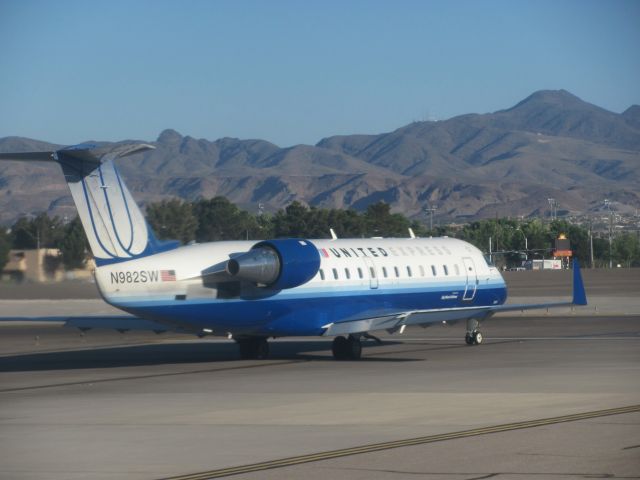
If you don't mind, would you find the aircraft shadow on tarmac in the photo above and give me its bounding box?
[0,341,468,372]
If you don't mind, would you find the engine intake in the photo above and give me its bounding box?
[226,238,320,290]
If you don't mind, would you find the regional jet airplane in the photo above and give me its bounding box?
[0,144,586,360]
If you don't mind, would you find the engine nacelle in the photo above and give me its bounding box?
[226,238,320,290]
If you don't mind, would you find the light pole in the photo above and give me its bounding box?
[547,198,558,221]
[516,227,529,260]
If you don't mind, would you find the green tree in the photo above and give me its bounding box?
[147,198,198,243]
[59,217,89,270]
[0,226,11,271]
[612,233,640,267]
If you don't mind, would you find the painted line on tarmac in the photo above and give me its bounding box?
[163,405,640,480]
[0,360,309,393]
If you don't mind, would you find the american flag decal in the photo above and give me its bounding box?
[160,270,176,282]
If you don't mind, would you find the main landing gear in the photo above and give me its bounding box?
[464,318,482,345]
[464,330,482,345]
[331,335,362,360]
[235,337,269,360]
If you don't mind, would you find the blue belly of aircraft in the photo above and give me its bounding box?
[114,285,506,337]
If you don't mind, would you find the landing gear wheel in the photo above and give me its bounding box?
[331,335,362,360]
[236,337,269,360]
[347,335,362,360]
[331,336,349,360]
[464,330,482,345]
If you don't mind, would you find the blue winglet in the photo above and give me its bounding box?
[572,258,587,305]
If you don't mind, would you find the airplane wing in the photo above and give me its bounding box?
[323,260,587,336]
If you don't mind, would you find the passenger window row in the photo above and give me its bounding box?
[318,264,460,280]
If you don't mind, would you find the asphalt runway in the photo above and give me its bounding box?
[0,272,640,480]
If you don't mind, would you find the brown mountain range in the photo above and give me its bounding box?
[0,90,640,224]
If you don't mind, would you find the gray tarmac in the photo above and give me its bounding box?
[0,272,640,479]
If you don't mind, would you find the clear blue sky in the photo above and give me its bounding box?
[0,0,640,146]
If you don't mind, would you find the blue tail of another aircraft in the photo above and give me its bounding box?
[0,143,178,266]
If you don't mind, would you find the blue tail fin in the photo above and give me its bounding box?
[0,143,178,266]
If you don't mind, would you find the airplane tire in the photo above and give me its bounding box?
[347,335,362,360]
[236,337,269,360]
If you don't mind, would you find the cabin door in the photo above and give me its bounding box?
[462,257,478,300]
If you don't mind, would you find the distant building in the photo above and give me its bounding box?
[524,259,562,270]
[0,248,95,282]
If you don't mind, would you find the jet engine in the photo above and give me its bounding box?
[226,238,320,290]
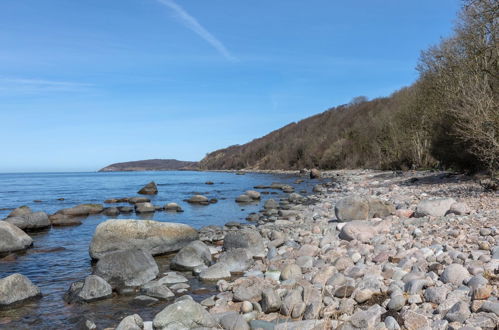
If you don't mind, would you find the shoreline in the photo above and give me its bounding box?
[1,170,499,330]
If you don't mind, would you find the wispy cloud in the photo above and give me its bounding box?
[157,0,237,62]
[0,77,93,94]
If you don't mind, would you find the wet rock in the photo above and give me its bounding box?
[153,299,217,330]
[94,250,159,288]
[414,198,456,217]
[0,221,33,254]
[90,220,198,259]
[135,203,156,213]
[245,190,261,200]
[310,168,321,179]
[0,274,42,309]
[164,203,183,212]
[140,281,175,299]
[49,214,81,227]
[56,204,104,217]
[115,314,144,330]
[64,275,113,303]
[137,181,158,195]
[224,229,265,256]
[170,241,212,270]
[5,212,50,230]
[102,207,120,217]
[186,195,210,205]
[236,194,253,203]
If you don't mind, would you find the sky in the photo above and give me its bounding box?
[0,0,460,172]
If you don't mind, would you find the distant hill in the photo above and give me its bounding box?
[99,159,198,172]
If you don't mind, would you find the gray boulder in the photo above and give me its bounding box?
[5,212,51,230]
[224,229,265,256]
[334,195,369,221]
[64,275,113,303]
[170,241,212,270]
[0,221,33,254]
[137,181,158,195]
[153,298,217,330]
[115,314,144,330]
[90,220,198,259]
[94,250,159,288]
[135,203,156,213]
[0,274,42,309]
[414,198,456,217]
[199,262,231,281]
[7,205,33,218]
[56,204,104,217]
[236,194,253,203]
[187,195,210,205]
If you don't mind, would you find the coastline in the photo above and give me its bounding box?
[1,170,499,329]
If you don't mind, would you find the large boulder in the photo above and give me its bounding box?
[90,219,198,259]
[334,195,369,221]
[94,250,159,288]
[56,204,104,217]
[0,221,33,254]
[334,195,395,222]
[0,274,42,309]
[339,220,391,242]
[170,241,211,270]
[137,181,158,195]
[414,198,456,217]
[7,205,33,218]
[5,212,50,230]
[153,298,218,330]
[135,202,156,213]
[224,229,265,256]
[64,275,113,303]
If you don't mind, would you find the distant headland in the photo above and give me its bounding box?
[99,159,198,172]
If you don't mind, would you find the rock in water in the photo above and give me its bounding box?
[153,298,217,330]
[0,274,42,309]
[137,181,158,195]
[5,212,50,230]
[56,204,104,217]
[64,275,113,303]
[170,241,211,270]
[0,221,33,253]
[115,314,144,330]
[95,250,159,288]
[310,168,321,179]
[224,229,265,256]
[90,219,198,259]
[414,198,456,217]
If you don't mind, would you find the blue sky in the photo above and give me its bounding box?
[0,0,460,172]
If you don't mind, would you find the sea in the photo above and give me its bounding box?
[0,171,317,329]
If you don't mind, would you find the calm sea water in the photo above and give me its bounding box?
[0,171,317,329]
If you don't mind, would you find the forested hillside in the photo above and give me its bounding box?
[200,0,499,173]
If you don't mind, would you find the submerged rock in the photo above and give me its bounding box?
[94,250,159,288]
[0,274,42,309]
[0,221,33,254]
[90,220,198,259]
[137,181,158,195]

++++++++++++++++++++

## WHAT IS ASKED
Identify every line in the items above that contains the word "blue", treating uppercase and lowercase letters as distinct.

## SOLUTION TO THE PROBLEM
If you don't mind, would you find the blue belly of aircraft in the photo above and give me its bounding box?
If you don't mind, would you find the blue winglet in the photo above and give me its bounding box?
If you don't mind, would you find the clear blue sky in the photo above and give me its bounding box?
If you don't mind, would you find the blue tail of another aircraft in the photo above and give me its bounding box?
If you don't mind, would you find the blue tail fin in the photo above and give me its bounding box?
If you don't mind, would you find the blue sky in the photo above and give me its bounding box?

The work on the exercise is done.